Repeat word for word the line with "the power line." and every line after it until the records below run out.

■ **SUPPLIED RECORDS**:
========================================================================

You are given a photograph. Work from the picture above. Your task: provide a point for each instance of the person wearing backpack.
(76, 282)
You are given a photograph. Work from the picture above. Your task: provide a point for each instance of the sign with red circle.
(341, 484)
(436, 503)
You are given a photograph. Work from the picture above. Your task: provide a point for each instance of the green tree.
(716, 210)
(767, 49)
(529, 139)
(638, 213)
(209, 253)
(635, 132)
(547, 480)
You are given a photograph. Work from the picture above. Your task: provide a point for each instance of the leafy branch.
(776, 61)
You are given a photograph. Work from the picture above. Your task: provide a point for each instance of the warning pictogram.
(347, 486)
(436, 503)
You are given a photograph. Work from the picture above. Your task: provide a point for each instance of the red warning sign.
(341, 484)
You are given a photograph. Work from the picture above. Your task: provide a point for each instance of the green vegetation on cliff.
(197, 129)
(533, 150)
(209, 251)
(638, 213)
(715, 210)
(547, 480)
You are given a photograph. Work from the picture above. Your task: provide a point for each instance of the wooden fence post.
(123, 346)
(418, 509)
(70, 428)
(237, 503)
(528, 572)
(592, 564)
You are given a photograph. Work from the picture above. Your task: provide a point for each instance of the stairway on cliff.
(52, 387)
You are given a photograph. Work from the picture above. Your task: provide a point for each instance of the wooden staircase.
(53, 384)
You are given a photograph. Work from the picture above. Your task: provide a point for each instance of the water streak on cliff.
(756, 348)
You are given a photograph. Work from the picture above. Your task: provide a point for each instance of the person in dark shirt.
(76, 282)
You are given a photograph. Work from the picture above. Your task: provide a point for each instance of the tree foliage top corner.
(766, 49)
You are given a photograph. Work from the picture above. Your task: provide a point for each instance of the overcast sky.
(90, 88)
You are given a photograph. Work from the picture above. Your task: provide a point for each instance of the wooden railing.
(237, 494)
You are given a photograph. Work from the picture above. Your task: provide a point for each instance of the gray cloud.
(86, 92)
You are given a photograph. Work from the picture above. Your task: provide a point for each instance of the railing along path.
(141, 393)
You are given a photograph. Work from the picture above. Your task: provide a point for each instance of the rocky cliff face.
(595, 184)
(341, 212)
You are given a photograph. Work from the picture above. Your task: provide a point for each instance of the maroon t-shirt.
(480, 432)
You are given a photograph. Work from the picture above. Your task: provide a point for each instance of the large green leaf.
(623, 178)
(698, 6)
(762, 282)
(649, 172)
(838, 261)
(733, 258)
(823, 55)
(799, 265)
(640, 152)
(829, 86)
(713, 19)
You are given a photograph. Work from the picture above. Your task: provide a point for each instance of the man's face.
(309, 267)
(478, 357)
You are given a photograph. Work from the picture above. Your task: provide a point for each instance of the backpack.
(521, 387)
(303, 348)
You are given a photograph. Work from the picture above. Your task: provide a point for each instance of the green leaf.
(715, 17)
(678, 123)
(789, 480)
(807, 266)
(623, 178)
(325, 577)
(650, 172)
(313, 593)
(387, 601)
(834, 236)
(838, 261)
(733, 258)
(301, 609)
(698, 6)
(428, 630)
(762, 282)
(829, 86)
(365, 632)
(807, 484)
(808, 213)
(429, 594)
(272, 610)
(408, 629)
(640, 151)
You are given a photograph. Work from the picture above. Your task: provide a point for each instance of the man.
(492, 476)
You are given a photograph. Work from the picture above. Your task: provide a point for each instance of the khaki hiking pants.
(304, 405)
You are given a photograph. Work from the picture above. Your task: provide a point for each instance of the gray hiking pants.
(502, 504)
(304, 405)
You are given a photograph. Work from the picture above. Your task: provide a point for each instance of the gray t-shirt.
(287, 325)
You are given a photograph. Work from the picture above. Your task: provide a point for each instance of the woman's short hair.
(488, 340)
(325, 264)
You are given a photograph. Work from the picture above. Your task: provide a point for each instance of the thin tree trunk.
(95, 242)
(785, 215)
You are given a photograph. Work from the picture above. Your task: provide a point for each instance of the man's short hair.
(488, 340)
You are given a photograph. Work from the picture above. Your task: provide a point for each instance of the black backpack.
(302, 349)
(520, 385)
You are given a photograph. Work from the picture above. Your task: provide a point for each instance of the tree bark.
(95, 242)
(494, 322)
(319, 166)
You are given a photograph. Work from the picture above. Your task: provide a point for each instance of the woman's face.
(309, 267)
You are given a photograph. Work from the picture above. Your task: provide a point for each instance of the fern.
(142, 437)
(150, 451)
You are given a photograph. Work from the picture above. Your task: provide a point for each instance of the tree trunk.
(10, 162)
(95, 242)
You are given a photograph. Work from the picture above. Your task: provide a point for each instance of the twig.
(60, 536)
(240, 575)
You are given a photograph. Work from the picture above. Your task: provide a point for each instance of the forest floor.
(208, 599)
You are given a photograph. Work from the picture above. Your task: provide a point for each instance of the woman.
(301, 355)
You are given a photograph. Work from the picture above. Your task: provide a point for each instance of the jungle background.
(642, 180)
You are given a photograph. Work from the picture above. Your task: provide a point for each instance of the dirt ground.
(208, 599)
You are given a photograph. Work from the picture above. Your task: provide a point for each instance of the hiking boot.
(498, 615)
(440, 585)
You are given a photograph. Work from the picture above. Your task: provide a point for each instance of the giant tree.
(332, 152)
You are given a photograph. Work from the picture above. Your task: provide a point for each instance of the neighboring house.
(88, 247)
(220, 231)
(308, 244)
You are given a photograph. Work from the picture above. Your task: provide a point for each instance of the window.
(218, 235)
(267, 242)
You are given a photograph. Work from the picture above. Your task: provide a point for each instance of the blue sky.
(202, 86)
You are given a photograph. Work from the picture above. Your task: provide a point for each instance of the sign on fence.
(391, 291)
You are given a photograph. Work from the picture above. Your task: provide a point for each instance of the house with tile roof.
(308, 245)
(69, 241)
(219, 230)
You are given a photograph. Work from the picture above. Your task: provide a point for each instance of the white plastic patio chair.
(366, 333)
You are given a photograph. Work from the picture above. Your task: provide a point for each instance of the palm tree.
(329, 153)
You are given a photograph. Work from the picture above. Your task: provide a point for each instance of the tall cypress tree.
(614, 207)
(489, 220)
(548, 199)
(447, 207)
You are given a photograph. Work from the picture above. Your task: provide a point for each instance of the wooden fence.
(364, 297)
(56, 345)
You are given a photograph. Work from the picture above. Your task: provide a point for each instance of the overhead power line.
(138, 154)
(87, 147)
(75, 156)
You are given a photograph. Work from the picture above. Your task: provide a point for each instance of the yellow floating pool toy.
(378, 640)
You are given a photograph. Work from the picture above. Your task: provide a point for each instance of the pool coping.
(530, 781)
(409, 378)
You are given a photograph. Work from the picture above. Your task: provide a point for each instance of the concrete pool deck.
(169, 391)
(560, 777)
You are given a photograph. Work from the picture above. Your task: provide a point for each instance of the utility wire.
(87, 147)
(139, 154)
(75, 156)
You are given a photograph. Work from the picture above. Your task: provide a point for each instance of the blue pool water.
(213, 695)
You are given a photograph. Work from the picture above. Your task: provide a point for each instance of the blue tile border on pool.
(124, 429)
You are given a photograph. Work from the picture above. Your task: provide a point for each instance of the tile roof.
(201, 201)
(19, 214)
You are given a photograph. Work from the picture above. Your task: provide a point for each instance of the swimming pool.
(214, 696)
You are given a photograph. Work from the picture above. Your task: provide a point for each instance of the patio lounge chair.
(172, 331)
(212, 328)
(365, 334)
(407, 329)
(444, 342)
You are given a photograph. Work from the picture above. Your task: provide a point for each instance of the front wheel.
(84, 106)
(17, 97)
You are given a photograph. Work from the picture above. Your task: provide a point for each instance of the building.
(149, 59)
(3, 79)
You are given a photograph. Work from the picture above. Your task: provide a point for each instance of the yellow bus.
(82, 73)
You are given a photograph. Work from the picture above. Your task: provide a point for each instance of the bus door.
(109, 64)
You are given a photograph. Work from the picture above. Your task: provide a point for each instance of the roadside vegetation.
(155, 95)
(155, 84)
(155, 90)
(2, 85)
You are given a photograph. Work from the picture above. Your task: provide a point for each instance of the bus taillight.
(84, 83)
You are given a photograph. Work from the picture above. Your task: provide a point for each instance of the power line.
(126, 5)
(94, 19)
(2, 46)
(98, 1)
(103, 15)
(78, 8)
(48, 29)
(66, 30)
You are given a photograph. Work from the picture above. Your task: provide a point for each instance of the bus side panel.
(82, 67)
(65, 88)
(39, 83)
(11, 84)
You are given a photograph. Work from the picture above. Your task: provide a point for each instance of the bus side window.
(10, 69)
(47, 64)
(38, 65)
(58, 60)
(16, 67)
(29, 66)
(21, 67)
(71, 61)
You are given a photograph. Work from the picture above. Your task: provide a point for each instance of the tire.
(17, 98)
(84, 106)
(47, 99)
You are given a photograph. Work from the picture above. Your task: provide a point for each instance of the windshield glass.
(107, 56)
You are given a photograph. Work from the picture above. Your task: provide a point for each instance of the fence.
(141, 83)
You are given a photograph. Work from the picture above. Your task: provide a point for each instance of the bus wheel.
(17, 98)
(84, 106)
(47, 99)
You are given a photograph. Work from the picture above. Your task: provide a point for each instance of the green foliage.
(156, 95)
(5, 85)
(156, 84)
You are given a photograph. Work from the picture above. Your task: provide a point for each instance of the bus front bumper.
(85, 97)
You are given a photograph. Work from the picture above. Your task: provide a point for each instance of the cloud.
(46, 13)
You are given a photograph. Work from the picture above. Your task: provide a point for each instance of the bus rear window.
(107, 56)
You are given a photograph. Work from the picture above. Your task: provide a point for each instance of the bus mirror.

========================================================================

■ **RESPONSE**:
You are given a photograph. Work from the picture above. Your task: provide a point for each instance of the power line.
(126, 5)
(94, 19)
(2, 46)
(98, 1)
(103, 15)
(78, 8)
(48, 29)
(66, 30)
You are given a photograph. Work from the picture above. Your task: provide a point for each instance of the bus side panel.
(82, 67)
(65, 88)
(39, 83)
(11, 84)
You are given a photograph. Work from the picture above. Your task: provide a point for each instance of the bus side window.
(10, 69)
(47, 64)
(38, 65)
(58, 60)
(16, 67)
(29, 66)
(21, 67)
(71, 61)
You are given a photograph. Work from the picture above. Your task: provide a point for each instance of the tire.
(17, 98)
(84, 106)
(47, 99)
You are given a photograph. Work from the picture above. Your task: provide a point for each instance of the windshield glass.
(107, 56)
You are given a photograph. Work from the picture above. Your task: provide a point for each instance of the fence.
(141, 83)
You are given a photograph. Work from the picture above. Your task: provide a point for each instance of the bus wheel.
(17, 98)
(84, 106)
(47, 99)
You are given a photograph. Work from the picture above. Your task: provide a point for each instance of the green foliage.
(156, 95)
(5, 85)
(156, 84)
You are given a photograph. Work from the picture above. Your task: provide a point for each instance of the bus front bumper.
(85, 97)
You are given a photograph. Work from the picture above. Your task: provide a point for each instance of the cloud.
(46, 13)
You are given a photograph. Work from the picture above. Your task: provide a point for each instance of the bus rear window.
(107, 56)
You are given a photograph. Work from the picture above. Your task: provide a point for each instance of the bus mirror.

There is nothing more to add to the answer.